◆ Article ◆
****************************************

St Petersburg, Concert Hall

Kruglik. Slonimsky. Tishchenko


Opening of the III New Horizons festival

Vyacheslav Kruglik. Symphony (world premiere)
Sergei Slonimsky. Symphony No 21
After Goethe’s Faust (world premiere)
Boris Tishchenko. Music from the ballet Twelve

Mariinsky Theatre Symphony Orchestra

Boris Tishchenko 

Boris Tishchenko (born 1939)
People’s Artist of Russia (1987), recipient of the Glinka State Prize of Russia (1978), Honoured Artist of Russia (1978), prize-winner at the Prague Spring 1966 International Competition and recipient of the St Petersburg Mayor’s Prize (1995). Member of the Union of Composers of St Petersburg.
Professor at the St Petersburg Conservatoire.
He has written eight symphonies, the grandiose cycle of fife Dante Symphonies, ten concertos for various instrumental ensembles, string quartets, sonatas for various instruments, the ballets Fly-Bee, Twelve and Yaroslavna, the opera The Stolen Sun, the operetta A Cockroach, several vocal cycles and music for theatre productions and films.

****************************************

◆ Data block ◆
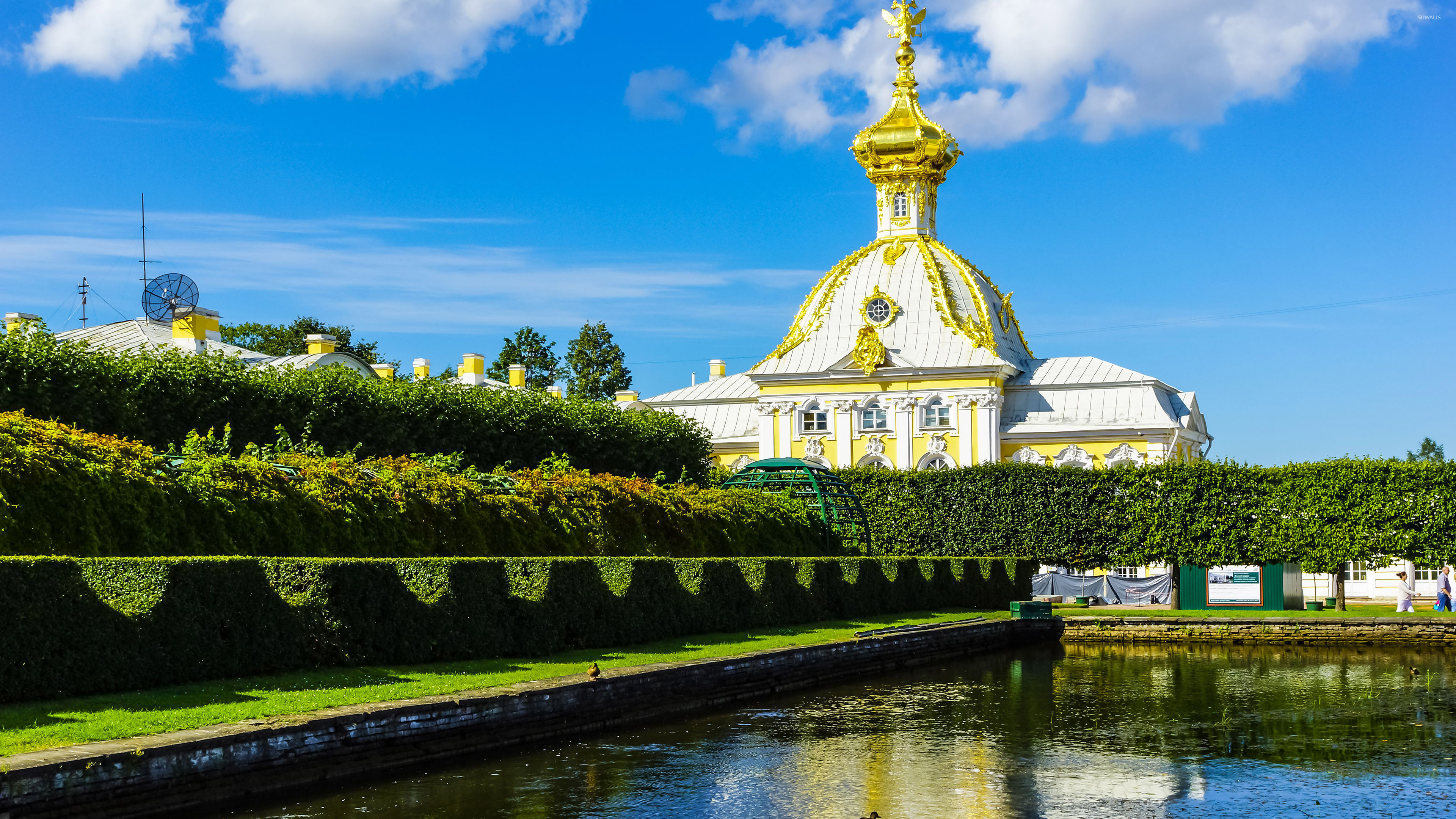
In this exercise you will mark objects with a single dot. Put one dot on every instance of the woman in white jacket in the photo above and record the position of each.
(1403, 594)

****************************************

◆ Work to complete ◆
1. In the concert listing, what year did Boris Tishchenko become People's Artist of Russia?
2. Reproduce the concert listing word for word, starting at the words "Kruglik. Slonimsky. Tishchenko" and stopping after "Faust (world premiere)".
The material has no connection to the concert listing.

◆ Responses per task ◆
1. 1987

2.
Kruglik. Slonimsky. Tishchenko


Opening of the III New Horizons festival

Vyacheslav Kruglik. Symphony (world premiere)
Sergei Slonimsky. Symphony No 21
After Goethe’s Faust (world premiere)